→ **What you should do**
Retype the listing without any alteration.

→ **Records provided**

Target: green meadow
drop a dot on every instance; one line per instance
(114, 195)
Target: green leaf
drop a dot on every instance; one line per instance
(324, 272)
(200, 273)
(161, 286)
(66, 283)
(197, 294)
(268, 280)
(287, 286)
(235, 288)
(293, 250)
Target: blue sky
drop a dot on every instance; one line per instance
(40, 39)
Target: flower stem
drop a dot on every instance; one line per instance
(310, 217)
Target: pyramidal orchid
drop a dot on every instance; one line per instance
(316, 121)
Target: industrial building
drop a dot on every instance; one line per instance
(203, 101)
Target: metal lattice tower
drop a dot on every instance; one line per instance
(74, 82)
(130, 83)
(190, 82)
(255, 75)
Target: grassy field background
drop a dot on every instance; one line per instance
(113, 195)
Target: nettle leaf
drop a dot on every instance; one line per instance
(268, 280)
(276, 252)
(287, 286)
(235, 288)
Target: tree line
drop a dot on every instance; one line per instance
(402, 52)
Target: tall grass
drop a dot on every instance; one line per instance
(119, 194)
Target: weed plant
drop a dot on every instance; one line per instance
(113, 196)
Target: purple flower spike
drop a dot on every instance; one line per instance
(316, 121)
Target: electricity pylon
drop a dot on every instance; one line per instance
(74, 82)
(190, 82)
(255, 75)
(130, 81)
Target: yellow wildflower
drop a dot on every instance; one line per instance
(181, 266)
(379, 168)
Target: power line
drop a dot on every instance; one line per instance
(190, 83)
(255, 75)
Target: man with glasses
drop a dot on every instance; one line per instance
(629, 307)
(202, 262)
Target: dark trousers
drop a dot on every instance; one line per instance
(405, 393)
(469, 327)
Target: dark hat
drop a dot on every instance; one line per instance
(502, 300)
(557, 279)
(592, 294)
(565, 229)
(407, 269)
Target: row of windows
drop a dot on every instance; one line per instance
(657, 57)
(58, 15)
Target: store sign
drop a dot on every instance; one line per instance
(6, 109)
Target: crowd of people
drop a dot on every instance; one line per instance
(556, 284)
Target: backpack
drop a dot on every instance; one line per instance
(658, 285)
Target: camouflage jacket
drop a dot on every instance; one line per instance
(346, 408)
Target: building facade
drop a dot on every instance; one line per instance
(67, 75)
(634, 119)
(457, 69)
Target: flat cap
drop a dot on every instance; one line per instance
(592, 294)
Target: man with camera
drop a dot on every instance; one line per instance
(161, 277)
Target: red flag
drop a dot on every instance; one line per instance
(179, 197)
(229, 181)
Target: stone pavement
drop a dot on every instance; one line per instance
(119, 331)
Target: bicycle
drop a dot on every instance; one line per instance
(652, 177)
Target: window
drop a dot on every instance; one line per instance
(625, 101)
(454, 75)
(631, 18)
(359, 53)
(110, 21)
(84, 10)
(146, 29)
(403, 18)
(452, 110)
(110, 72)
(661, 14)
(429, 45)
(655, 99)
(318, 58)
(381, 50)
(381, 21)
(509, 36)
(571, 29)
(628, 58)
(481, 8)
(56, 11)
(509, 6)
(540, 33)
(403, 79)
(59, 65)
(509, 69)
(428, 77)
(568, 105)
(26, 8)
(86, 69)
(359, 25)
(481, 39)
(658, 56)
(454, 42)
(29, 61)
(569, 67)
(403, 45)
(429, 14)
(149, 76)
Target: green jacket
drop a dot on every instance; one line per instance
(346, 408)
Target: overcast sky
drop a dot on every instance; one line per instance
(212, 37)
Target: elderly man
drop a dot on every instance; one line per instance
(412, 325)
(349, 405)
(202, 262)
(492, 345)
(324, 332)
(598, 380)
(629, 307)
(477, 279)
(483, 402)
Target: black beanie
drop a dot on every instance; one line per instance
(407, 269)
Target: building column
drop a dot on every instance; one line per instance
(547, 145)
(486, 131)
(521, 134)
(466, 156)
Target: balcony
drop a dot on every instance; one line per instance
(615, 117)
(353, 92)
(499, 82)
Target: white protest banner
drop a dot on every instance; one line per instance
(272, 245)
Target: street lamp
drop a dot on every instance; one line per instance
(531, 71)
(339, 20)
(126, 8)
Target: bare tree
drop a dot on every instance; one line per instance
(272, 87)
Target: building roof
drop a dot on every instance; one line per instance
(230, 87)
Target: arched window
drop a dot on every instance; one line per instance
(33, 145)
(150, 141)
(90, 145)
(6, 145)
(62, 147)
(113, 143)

→ **Response to this task**
Target: green meadow
drop a dot on every instance; one line per instance
(114, 195)
Target: green leaf
drop a dot on every instance; one line per instance
(324, 272)
(200, 273)
(161, 286)
(66, 283)
(197, 294)
(268, 280)
(287, 286)
(235, 288)
(293, 250)
Target: blue sky
drop a dot on every instance; one line per instance
(40, 39)
Target: flower stem
drop a dot on every instance; one line per instance
(310, 217)
Target: pyramidal orchid
drop a dot on every instance; one line per instance
(316, 121)
Target: industrial building
drop a dot on every instance; one line per instance
(203, 101)
Target: metal lattice tower
drop a dot on every instance; one line per instance
(74, 82)
(130, 83)
(190, 82)
(255, 75)
Target: grassy field background
drop a dot on every instance; one line per instance
(113, 195)
Target: nettle leaf
drop a dot on every instance; one line per instance
(268, 280)
(276, 252)
(287, 286)
(235, 288)
Target: tree line
drop a dot on every instance; one line per instance
(402, 52)
Target: tall grass
drop a dot on every instance; one line per instance
(119, 194)
Target: weed plant
drop a dot on every instance; one line per instance
(113, 196)
Target: purple flower spike
drop a dot on every instance; one line per instance
(316, 121)
Target: electricity pylon
drop a dot on every instance; one line per instance
(74, 82)
(190, 82)
(255, 75)
(130, 81)
Target: yellow wildflower
drop a dot on every instance; one line per instance
(181, 266)
(379, 168)
Target: power line
drop a dot on every instance; one line per instance
(190, 83)
(255, 75)
Target: man with glasses
drop a dot on every instance; one line per instance
(629, 307)
(202, 262)
Target: dark trousers
drop a dot on every instance; one line per instance
(405, 393)
(469, 327)
Target: dark hat
drop a dot on every instance; one line per instance
(502, 300)
(557, 279)
(592, 294)
(565, 229)
(407, 269)
Target: row of windows
drop a dot on every instance; one line per instance
(657, 57)
(58, 15)
Target: store sign
drop a dot on every instance; one line per instance
(6, 109)
Target: crowd of people
drop a dot on every instance; one line per instance
(556, 284)
Target: backpack
drop a dot on every instance; one line per instance
(658, 285)
Target: camouflage jacket
drop a dot on every instance; one line per instance
(346, 408)
Target: building facade
drop a dot on every instance; one line per instance
(67, 75)
(634, 119)
(457, 69)
Target: flat cap
drop a dot on every instance; one line per instance
(592, 294)
Target: man with camera
drop a dot on every instance; one line per instance
(161, 277)
Target: red flag
drop a dot on every instance; one line per instance
(179, 197)
(229, 181)
Target: stone pavement
drop a dot on every instance; one line per instance
(119, 331)
Target: bicycle
drop a dot on every instance; one line per instance
(652, 177)
Target: window
drop a dot on every instance; one line per instance
(625, 101)
(454, 75)
(631, 18)
(359, 53)
(110, 21)
(84, 10)
(146, 29)
(403, 18)
(452, 110)
(110, 72)
(661, 14)
(429, 45)
(655, 99)
(318, 58)
(381, 50)
(381, 21)
(509, 36)
(571, 29)
(628, 58)
(481, 8)
(56, 11)
(509, 6)
(540, 33)
(403, 79)
(59, 65)
(509, 69)
(428, 77)
(568, 105)
(26, 8)
(86, 69)
(359, 25)
(481, 39)
(658, 56)
(454, 42)
(29, 61)
(569, 67)
(403, 45)
(429, 14)
(149, 76)
Target: green jacket
drop a dot on every instance; one line per instance
(346, 408)
Target: overcast sky
drop a dot on every instance; one line per instance
(212, 37)
Target: elderly man
drop a dot on every instance; one line per instance
(412, 325)
(349, 405)
(202, 262)
(492, 345)
(324, 332)
(598, 380)
(629, 307)
(477, 279)
(483, 402)
Target: black beanie
drop a dot on every instance; one line per instance
(407, 269)
Target: building column
drop a dot on every instance; one line per instance
(547, 145)
(486, 131)
(521, 134)
(466, 156)
Target: balcony
drop a dot on every instance; one line per instance
(615, 117)
(353, 92)
(499, 82)
Target: white protest banner
drop a dot on every instance; one line per instance
(272, 245)
Target: street lamp
drop a dot on every instance; one line per instance
(531, 71)
(339, 20)
(126, 8)
Target: bare tree
drop a dot on every instance; one line per instance
(272, 87)
Target: building roof
drop a dot on every instance; one line per instance
(230, 87)
Target: arched window
drop a dot on every instance; one line per instance
(33, 145)
(150, 141)
(90, 145)
(6, 145)
(62, 147)
(113, 143)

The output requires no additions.